## Collected data entries
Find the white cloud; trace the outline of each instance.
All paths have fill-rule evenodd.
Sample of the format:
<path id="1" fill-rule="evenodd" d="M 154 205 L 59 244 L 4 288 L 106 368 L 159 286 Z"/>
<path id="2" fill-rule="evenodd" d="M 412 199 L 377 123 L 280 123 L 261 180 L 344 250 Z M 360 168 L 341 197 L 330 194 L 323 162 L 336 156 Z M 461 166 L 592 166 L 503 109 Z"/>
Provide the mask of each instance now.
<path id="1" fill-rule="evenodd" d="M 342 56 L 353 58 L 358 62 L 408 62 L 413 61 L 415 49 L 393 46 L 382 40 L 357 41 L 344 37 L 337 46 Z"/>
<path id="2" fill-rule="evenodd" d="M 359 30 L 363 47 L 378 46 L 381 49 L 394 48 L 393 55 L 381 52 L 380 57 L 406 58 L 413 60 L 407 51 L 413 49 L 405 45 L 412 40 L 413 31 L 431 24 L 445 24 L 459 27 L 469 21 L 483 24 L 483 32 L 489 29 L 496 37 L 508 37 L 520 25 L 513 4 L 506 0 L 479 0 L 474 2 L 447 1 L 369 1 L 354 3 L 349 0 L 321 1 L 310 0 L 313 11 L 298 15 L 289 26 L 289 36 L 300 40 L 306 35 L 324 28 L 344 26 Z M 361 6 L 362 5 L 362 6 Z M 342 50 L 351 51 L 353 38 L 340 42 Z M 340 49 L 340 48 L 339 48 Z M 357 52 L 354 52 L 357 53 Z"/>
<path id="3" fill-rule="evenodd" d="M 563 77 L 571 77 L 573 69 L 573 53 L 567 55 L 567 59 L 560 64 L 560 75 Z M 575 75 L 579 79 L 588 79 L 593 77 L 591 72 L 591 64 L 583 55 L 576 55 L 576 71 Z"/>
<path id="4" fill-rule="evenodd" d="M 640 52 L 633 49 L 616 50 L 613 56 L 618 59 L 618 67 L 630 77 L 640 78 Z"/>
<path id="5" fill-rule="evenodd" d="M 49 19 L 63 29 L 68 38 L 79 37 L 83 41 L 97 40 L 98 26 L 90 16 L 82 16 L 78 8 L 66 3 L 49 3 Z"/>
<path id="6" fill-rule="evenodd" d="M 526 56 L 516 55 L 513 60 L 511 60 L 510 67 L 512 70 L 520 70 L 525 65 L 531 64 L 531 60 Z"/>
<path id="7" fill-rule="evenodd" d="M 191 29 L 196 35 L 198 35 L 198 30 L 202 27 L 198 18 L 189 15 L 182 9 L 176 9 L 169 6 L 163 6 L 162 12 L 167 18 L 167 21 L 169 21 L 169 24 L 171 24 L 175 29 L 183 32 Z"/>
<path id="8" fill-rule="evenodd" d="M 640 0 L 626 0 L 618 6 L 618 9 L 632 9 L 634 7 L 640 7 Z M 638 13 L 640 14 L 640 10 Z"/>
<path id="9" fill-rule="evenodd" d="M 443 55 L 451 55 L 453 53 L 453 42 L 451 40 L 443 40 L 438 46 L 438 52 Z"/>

## HOW TO COMPLETE THIS TASK
Going back to the entries above, set down exactly the lines that begin at the one with "Sample of the" and end at the one with "154 205 L 59", both included, and nothing else.

## RESULT OF THE EXERCISE
Sample of the format:
<path id="1" fill-rule="evenodd" d="M 154 205 L 59 244 L 4 288 L 106 368 L 159 286 Z"/>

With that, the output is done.